= Selected excerpt =
Iterates through a CSV file, yielding one chunk of data at a time.

Parameters:

filepath (str) – path to input file
chunk_size (int, by default = 100,000) – The maximum chunk size of the data
kwargs (additional arguments to pass to the pandas read_csv function)

Yields:

data (pandas.DataFrame) – DataFrame of all data from start:end

get_input_data_length_pq(filepath: str, columns: List[str] | None = None, **kwargs) → int[source]

Open a Parquet file and return the size of a group

Parameters:

filepath (str) – Path to input file
columns (List[str] or None) – The groupname for the data
kwargs (additional arguments to pass to the pyarrow.parquet.read_table function)

Returns:

nrow – The length of the data

Return type:

int

Notes

For a multi-D array this return the length of the first axis and not the total size of the array.

Normally that is what you want to be iterating over.

get_input_data_length_csv(source: str, **kwargs) → int[source]

Open a CSV file and return the number of rows in it

Parameters:: source (str) – Path to input file
Returns:: nrows – The length of the data
Return type:: int

iter_ds_to_table(source, columns: List[str] | None = None, chunk_size: int = 100000, **kwargs)[source]

Iterator for sending chunks of data in parquet

Parameters:

source (str) – input file name
columns (List[str], default None) – The list of columns to use
chunk_size (int) – The maximum size of the batches to be read in
kwargs (additional arguments to pass to the pyarrow.dataset.to_batches() function)

Yields:

start (int) – Data start index
end (int) – Data ending index
data (pyarrow.Table) – table of all data from start:end

get_input_data_length_ds(source, **kwargs) → int[source]

Open a dataset and return the number of rows in a group

Parameters:

source (str) – Path to input file or directory
kwargs – kwargs are passed to pyarrow.dataset.dataset()

= Parts of the exercise =
1) From the file-reading API documentation above, extract the passage between "Parameters:: source (str)" and "the pyarrow.dataset.to_batches() function)", inclusive.
2) Answer these questions using the file-reading API documentation above:
(a) What is the default value of chunk_size for the function that iterates through a CSV file?
(b) To which function are the kwargs of get_input_data_length_ds passed?
(c) What type is the data yielded by iter_ds_to_table?
3) Carry on writing the file-reading API documentation above, picking up right after its final line.

= Provided data =
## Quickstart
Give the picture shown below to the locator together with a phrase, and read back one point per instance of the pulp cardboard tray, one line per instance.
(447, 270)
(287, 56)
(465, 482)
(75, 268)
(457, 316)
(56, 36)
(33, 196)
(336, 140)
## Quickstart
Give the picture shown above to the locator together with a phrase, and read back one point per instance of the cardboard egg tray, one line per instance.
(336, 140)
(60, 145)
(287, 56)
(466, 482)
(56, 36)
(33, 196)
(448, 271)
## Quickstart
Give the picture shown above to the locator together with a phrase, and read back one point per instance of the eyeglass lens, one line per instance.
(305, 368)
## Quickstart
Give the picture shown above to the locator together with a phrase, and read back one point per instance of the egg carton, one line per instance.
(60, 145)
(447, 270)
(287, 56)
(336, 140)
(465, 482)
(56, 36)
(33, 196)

= Answers for the tasks =
1)
Parameters:: source (str) – Path to input file
Returns:: nrows – The length of the data
Return type:: int

iter_ds_to_table(source, columns: List[str] | None = None, chunk_size: int = 100000, **kwargs)[source]

Iterator for sending chunks of data in parquet

Parameters:

source (str) – input file name
columns (List[str], default None) – The list of columns to use
chunk_size (int) – The maximum size of the batches to be read in
kwargs (additional arguments to pass to the pyarrow.dataset.to_batches() function)

2)
(a) 100,000
(b) pyarrow.dataset.dataset()
(c) pyarrow.Table

3)
Returns:

nrows – The length of the data

Return type:

int

split_tasks_by_rank(tasks: collections.abc.Iterable[int], parallel_size: int, rank: int) → collections.abc.Iterator[int][source]

Iterate through a list of tasks, yielding ones this process is responsible for.

Tasks are allocated in a round-robin way.

Parameters:

tasks (iterator) – Tasks to split up
parallel_size (int) – The number of processes under MPI
rank (int) – The rank of this process under MPI

Yields:

task (int) – The number of the first task for this process

data_ranges_by_rank(n_rows: int, chunk_rows: int, parallel_size: int, rank: int) → collections.abc.Iterator[int, int][source]

Split a number of rows by process.

Given a total number of rows to read and a chunk size, yield the ranges within them that this process should handle.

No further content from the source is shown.